§ **Extracted text**:
....................

‘Truth can be transformative': Veterans team with songwriter to share stories of war
WASHINGTON — Retired Marine Corps Maj. Jennifer Marino came face to face with acclaimed folk singer Mary Gauthier by chance.
At the last minute, a slot opened in a songwriting session at the veterans retreat in Bluemont, Va., where Marino volunteered. She took it, marking the start of a years-long relationship with Gauthier that would result in several co-written songs about Marino’s experiences with war and coming home. Two of those songs made it onto “Rifles & Rosary Beads” (Thirty Tigers), an album Gauthier released at the beginning of the year featuring 11 songs written with — and about — veterans and military spouses.
Many of the songs address veterans’ struggles to assimilate to society after service; survivors’ guilt; and camaraderie among servicemembers. In others, the subjects range from sexual trauma to the sacrifices of military families.
In each song — and in each conversation with a veteran to form the lyrics — Gauthier attempted to get to the truth of their experiences and struggles, physically, emotionally and spiritually.
“I think songs, when they contain truth, can be transformative,” Gauthier, 56, said. “I think that writing with people who have trauma and getting as close as we can to that experience in a song, letting the melody help us, can articulate what words alone can’t get to,” she said. “A song can help pave the way back home.”
Marino’s songs, and the others on the album, were written as part of SongwritingWith:Soldiers, which pairs professional songwriters and veterans to help them process their experiences through music. A portion of album sales goes to the nonprofit.
Before Gauthier volunteered with the program, she had a stereotype of a veteran in her mind. Marino didn’t fit that preconception — neither did any of the other veterans Gauthier worked with on songs.
She believes her album has the power to share the voices of veterans not typically heard — ones that differ from Hollywood’s depictions and her own.
PopMatters, an international online magazine, said the album — Gauthier’s 11th — “may be one of 2018’s most important albums.”
“Our image of a veteran is stuck in time,” Gauthier said. “We need an update. We need a reality check here.”
‘Soldiering On’ The first time Gauthier and Marino collaborated in a songwriting session, the result was “Soldiering On,” the introductory song on “Rifles & Rosary Beads.”
Marino, 41, is a retired CH-46 helicopter pilot who served multiple tours in Iraq in the early 2000s. Following her retirement, she’s spent much of her time working with veterans with post-traumatic stress disorder and other combat-related illnesses and injuries. “Soldiering On” was based on Marino’s observations about the mission-focused drive in servicemembers that becomes a detriment when they return to civilian life.

....................

§ **Supplied records**:
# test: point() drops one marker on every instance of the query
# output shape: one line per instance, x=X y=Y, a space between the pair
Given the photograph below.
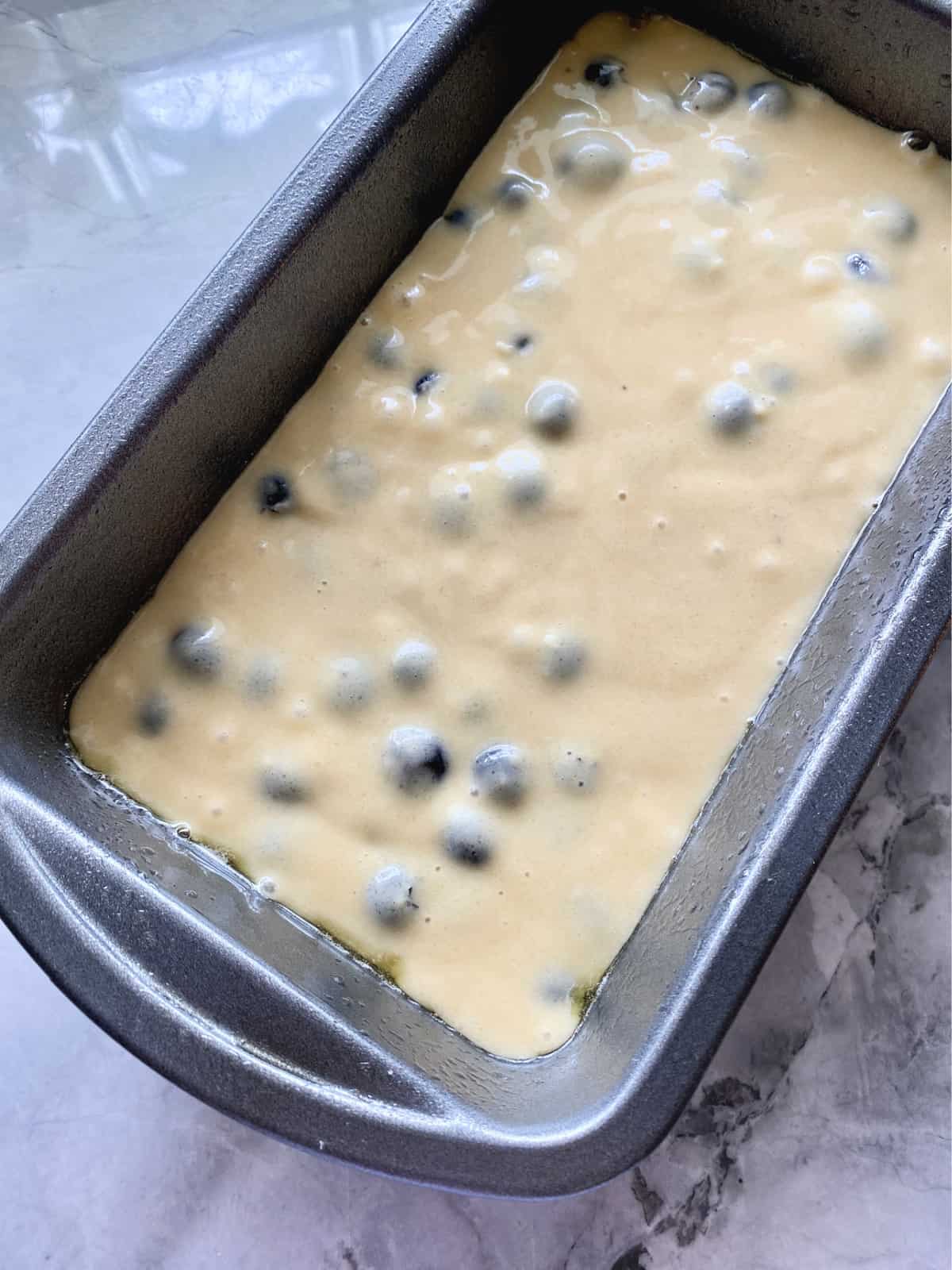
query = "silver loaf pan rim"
x=232 y=997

....................

§ **Work to do**:
• a. In the article about veterans writing songs with Mary Gauthier, what kind of aircraft did Jennifer Marino fly?
• b. Reproduce the passage of the article about veterans writing songs with Mary Gauthier between "At the last" and "of military families.", inclusive.

§ **Task-by-task outputs**:
• a. A CH-46 helicopter.

• b.
At the last minute, a slot opened in a songwriting session at the veterans retreat in Bluemont, Va., where Marino volunteered. She took it, marking the start of a years-long relationship with Gauthier that would result in several co-written songs about Marino’s experiences with war and coming home. Two of those songs made it onto “Rifles & Rosary Beads” (Thirty Tigers), an album Gauthier released at the beginning of the year featuring 11 songs written with — and about — veterans and military spouses.
Many of the songs address veterans’ struggles to assimilate to society after service; survivors’ guilt; and camaraderie among servicemembers. In others, the subjects range from sexual trauma to the sacrifices of military families.